● **What to work on**
• a. In the NHL season preview, what was Colorado's 5-on-5 Fenwick percentage last year?
• b. Extend the NHL season preview, starting right after its final sentence.

One of the tricks of the season-preview business is that you always start at the bottom and work your way up, building suspense along the way. That’s the basic approach we’ve taken for our NHL preview; on Monday, we covered the Bottom-Feeder Division, and yesterday it was on to the Middle-of-the-Pack Division.
By the end of that second post, we’d covered half the league. And when it went up, fans of the teams that hadn’t been mentioned yet were thrilled. Clearly, this meant their teams were considered Stanley Cup contenders. Celebrations broke out across the hockey world.1
Not so fast.
Today we introduce the “Your Guess Is As Good As Mine” Division. These are the teams that are expected to be … well, pretty much anything. Yes, I’m supposed to be the expert, which means my job is to pretend like I know everything. I don’t. And when it comes to these teams, I’m not ashamed to say I’m stumped.
So here we go: the eight teams with the widest range of possible outcomes. Could the eventual Stanley Cup winner be one of the teams below? Sure could. What about Connor McDavid’s new home? Wouldn’t surprise me. Could one of these teams manage to accomplish both those things? That shouldn’t technically be possible, but what the hell. With this group, all bets are off.
Last season: 52-22-8, 112 points, first in the Central, upset by Minnesota in the first round
Offseason report: They lost Paul Stastny to free agency, but replaced him with future Hall of Famer Jarome Iginla, which is close to a wash. They traded P.A. Parenteau to Montreal for Danny Briere and lost backup goalie Jean-Sebastien Giguere to retirement. And they named Joe Sakic the new GM while demoting Greg Sherman, which was shocking because everybody sort of assumed they had already done that last year.
Also, everyone on the roster got older. That’s not exactly breaking news, since the same could be said for every team, but it seems especially important in Colorado’s case, because this is a team led by an extremely young core. Guys like Matt Duchene, Nathan MacKinnon, Ryan O’Reilly, and Gabriel Landeskog should all still be improving with each year that goes by. If this team of kids racked up 112 points last year, how much better could they be this year?
Outlook: Ah hell, let’s just get it out of the way now …
Key stat: 46.7 percent — Colorado’s 5-on-5 Fenwick percentage last year, fourth-worst in the league. The Avalanche were a terrible possession team, which tells us they shouldn’t win many games. Now clearly, the Avs did win a lot of games — for one season. But the numbers say it can’t continue, and that a big drop-off this year is inevitable. Remember how last season, Toronto became the lightning-rod team for the analytics argument? That’s the Avalanche this year. And we all remember how that story ended for the Maple Leafs.
So are the Avalanche equally doomed? Maybe, although there’s hope. They could improve their possession game, although that’s no small fix. If they can’t, they’ll need to win with high-percentage shooting and excellent goaltending. They got both last year, including 8.77 percent 5-on-5 shooting that ranked second in the league. With all their talent up front, you’d expect them to be better than average in that category, but history suggests that last year’s numbers probably aren’t sustainable.
And then there’s Semyon Varlamov, who’d essentially been a league-average goalie before breaking out last year and very nearly winning the Vezina. He’s only 26, so it’s possible that last year really did signal his emergence as an elite goaltender. But if he takes a step back to merely very good, the Avalanche could be in trouble.

● **Records provided**
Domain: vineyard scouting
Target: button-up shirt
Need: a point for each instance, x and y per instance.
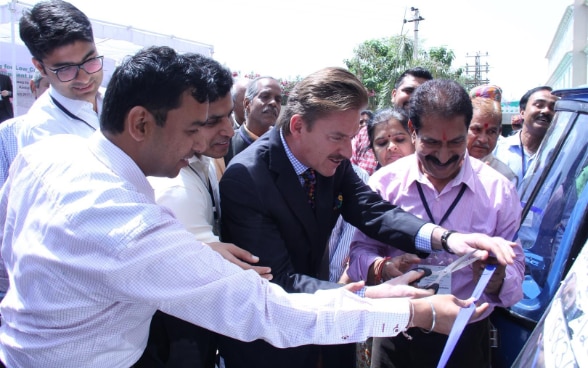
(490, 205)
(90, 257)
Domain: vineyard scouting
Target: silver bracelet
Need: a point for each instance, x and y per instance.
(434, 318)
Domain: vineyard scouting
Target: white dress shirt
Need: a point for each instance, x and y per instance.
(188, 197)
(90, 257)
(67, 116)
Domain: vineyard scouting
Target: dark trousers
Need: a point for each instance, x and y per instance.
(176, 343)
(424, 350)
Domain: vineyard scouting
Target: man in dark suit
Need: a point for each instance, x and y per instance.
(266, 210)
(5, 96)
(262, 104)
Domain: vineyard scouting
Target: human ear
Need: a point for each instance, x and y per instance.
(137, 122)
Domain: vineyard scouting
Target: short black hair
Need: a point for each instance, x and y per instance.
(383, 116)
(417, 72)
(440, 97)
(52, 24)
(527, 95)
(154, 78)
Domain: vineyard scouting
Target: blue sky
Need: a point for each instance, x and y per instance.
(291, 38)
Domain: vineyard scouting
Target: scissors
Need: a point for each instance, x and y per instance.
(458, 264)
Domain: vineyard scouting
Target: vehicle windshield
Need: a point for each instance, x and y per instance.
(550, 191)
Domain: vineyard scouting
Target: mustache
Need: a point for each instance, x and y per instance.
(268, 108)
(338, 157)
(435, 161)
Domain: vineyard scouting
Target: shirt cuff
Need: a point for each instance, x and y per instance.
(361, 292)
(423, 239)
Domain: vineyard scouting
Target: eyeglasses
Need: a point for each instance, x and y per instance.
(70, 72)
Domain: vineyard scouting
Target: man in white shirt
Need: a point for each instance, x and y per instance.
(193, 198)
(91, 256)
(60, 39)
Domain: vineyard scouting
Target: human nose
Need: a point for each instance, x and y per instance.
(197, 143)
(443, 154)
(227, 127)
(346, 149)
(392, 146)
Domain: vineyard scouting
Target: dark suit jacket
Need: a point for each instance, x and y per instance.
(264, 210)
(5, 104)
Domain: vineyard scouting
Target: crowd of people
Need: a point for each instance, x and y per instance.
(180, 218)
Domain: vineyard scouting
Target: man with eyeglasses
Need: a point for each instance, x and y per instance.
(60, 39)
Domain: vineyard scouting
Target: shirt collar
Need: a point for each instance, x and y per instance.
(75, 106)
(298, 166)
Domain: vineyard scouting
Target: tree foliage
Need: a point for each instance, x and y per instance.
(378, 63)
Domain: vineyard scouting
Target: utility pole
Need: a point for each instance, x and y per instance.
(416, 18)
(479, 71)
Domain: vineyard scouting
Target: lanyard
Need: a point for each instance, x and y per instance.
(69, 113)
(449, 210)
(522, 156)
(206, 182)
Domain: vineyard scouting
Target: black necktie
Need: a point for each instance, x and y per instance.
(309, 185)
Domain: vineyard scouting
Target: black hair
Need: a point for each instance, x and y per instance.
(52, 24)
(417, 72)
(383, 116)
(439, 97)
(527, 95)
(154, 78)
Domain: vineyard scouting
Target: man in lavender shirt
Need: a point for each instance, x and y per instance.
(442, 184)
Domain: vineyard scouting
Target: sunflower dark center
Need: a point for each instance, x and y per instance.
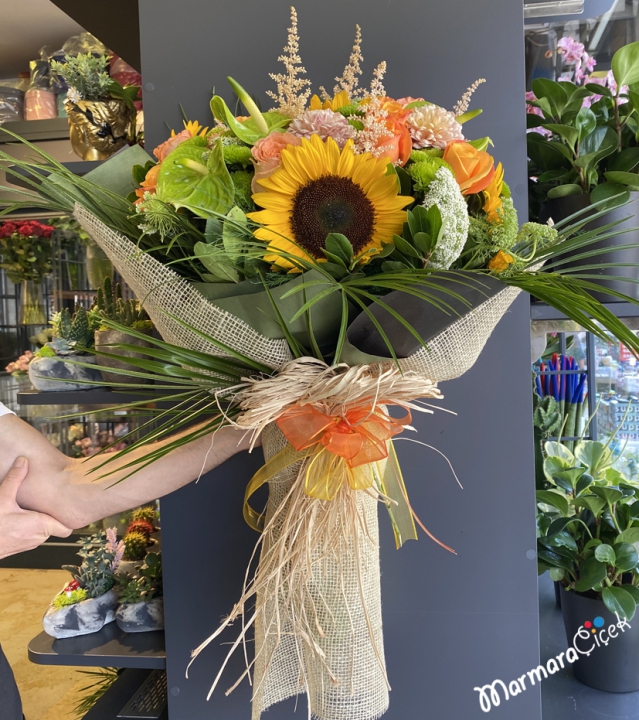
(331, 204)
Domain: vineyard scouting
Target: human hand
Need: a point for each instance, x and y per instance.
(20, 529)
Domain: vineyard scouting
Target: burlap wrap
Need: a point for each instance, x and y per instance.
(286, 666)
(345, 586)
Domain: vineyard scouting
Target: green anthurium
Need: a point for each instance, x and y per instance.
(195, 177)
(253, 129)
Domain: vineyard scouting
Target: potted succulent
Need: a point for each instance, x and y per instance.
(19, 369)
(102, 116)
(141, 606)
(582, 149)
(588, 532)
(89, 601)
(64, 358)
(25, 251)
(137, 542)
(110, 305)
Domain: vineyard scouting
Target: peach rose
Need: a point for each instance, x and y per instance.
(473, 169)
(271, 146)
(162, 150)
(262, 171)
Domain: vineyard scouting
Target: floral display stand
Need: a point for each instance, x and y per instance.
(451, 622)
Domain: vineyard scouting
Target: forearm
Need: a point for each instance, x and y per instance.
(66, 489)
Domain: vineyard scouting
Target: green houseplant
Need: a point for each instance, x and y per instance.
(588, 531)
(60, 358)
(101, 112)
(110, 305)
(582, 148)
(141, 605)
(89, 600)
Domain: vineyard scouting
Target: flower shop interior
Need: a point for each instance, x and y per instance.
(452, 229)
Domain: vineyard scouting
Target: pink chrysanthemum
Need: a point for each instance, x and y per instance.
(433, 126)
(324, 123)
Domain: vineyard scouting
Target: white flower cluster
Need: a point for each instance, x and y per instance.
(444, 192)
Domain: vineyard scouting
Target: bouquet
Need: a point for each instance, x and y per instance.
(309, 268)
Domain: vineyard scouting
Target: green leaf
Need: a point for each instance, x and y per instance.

● **Answers**
• a. 46.7 percent, the fourth-worst in the league.

• b.
For their part, the Avalanche brain trust are saying they’re not worried about the analytics. Of course, there’s not much else they could say.
Best case: The Avs beat the percentages and basically repeat last year (minus the early playoff exit), solidifying their place as one of the league’s elite teams. Eat it, math nerds.
Worst case: The percentages catch up to them, and they crash and burn all the way out of the playoff race. Eat it, old-school dinosaurs.
Bold prediction: They earn a Western wild-card spot, and nobody on either side quite feels satisfied.
Toronto Maple Leafs
Last season: 36-24-8, 80 points, third in the East, home ice advantage for the first round of the playoffs, baby! … immediately followed by 2-12-0. The end result: 38-36-8, 84 points, 12th in the East, missed playoffs.
Offseason report: After seeing their season end with yet another collapse, the Leafs moved quickly to shake up the organization by hiring Brendan Shanahan as team president. He kept GM Dave Nonis and coach Randy Carlyle, but fired most of their assistants. That’s not exactly cleaning house, but you can’t help but feel like Nonis and (especially) Carlyle are on borrowed time and know it.
On the ice, the team signed Stephane Robidas and traded for Roman Polak in an attempt to address its consistently leaky blueline, and brought in several cheap free agents to compete for depth spots up front. The Leafs didn’t show much interest in re-signing Nikolai Kulemin or Jay McClement; they did try to bring back Dave Bolland, but lucked out when they were outbid by the Panthers.
Outlook: Much like the Avalanche, the numbers say the Maple Leafs simply can’t win without either fixing their possession problems or posting crazy-high percentages at both ends. Unlike the Avs, the Leafs at least seem to realize that’s a problem. Carlyle and his new staff are making adjustments to the team’s much-maligned defensive system, and Shanahan even hired an analytics team to educate key decision-makers going forward.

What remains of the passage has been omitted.